Selected text:
Source: hechingerreport.org

Maria-Elena Velásquez, a teacher-in-training, needed help, stat. Her fifth-grade student had jumped from his chair and was climbing onto his desk. “Sit down in your chair right now, please,” said head teacher Margaret Paulk, supervising from the back of the classroom. Her tone had the don’t-mess-with-me authority of a 25-year teaching veteran, and, even while chatting with a visiting reporter, Paulk’s gaze never left her students.

Velásquez looked embarrassed. “I’m sorry, it was my fault. I just asked him to get a pencil,” she said quietly to Paulk, unnerved by how quickly a peaceful literary lesson had unraveled into papers-flying, table-rocking chaos as she and her Seattle Teacher Residency (STR) colleagues attempted to teach 17 elementary school students, five of whom get special education support.

The day’s assignment, called Studio Day, is a four-times-a-year hands-on workshop, a sort of A-to-Z instructional think tank for lesson prep and teaching, with a heavy emphasis on group troubleshooting and feedback. Velásquez and her fellow grad students had spent the morning preparing the lesson; after lunch, their classmate Alicia Nicas taught it to the fifth-graders while the group observed and stepped in for one-on-one work with several students. At day’s end, the student teachers and their University of Washington professors would gather to deconstruct the day’s work.

Work to be completed:
Please answer these from the teacher residency text, one per line:
(a) How many years has Margaret Paulk been teaching?
(b) Of the 17 elementary students, how many get special education support?
(c) Who taught the lesson to the fifth-graders after lunch?

Supplied information:
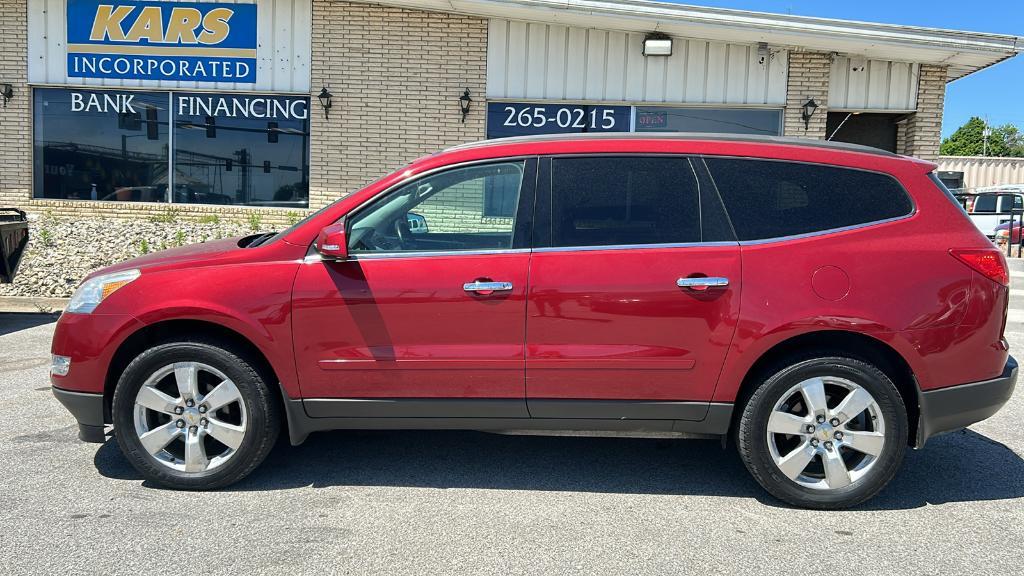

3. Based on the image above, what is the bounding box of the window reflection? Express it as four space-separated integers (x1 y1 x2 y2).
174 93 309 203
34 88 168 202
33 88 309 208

==

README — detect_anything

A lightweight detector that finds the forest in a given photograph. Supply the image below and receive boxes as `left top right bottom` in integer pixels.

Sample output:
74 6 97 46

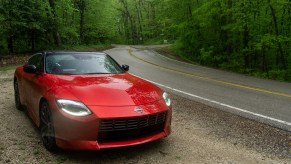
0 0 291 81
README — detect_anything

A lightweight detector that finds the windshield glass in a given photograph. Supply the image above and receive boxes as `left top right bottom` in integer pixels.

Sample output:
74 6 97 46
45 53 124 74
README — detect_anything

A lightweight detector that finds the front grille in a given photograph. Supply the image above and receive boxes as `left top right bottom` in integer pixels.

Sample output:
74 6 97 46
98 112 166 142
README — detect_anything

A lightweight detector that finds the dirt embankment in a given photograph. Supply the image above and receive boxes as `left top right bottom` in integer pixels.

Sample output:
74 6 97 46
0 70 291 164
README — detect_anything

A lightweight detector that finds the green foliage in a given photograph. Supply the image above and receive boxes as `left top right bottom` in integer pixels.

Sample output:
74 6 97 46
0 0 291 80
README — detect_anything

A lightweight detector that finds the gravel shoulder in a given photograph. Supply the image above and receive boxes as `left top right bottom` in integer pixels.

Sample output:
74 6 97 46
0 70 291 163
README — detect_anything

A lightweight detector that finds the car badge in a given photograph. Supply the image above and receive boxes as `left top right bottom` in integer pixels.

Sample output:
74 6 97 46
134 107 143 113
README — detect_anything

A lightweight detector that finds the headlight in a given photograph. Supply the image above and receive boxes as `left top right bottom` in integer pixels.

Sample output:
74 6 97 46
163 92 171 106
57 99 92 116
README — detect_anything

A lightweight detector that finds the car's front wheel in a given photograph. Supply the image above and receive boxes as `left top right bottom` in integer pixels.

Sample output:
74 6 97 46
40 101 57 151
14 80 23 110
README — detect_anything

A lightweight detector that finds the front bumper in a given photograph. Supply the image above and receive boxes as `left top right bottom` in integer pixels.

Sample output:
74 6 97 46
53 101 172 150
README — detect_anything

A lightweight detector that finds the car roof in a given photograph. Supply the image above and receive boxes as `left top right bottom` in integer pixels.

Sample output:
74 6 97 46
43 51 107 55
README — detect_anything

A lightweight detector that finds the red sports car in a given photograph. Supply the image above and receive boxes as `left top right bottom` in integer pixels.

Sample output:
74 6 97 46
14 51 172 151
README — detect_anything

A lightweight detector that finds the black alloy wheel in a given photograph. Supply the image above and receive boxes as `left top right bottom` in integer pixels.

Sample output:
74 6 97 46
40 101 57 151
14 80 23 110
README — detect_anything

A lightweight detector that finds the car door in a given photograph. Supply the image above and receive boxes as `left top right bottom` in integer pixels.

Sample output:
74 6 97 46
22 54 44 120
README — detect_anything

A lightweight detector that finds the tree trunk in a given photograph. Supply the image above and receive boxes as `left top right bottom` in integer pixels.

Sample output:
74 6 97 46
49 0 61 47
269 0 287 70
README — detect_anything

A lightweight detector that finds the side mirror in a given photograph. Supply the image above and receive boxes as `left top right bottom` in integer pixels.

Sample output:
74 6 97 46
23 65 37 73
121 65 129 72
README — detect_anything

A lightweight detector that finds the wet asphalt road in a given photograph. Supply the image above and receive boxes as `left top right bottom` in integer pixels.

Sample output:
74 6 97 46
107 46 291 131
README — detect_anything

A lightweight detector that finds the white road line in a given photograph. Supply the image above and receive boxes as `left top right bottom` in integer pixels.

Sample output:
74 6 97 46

...

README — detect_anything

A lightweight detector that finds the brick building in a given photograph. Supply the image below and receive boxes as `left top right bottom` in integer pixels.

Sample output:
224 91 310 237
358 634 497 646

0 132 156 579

Result for this task:
(a) 25 years
(b) Five
(c) Alicia Nicas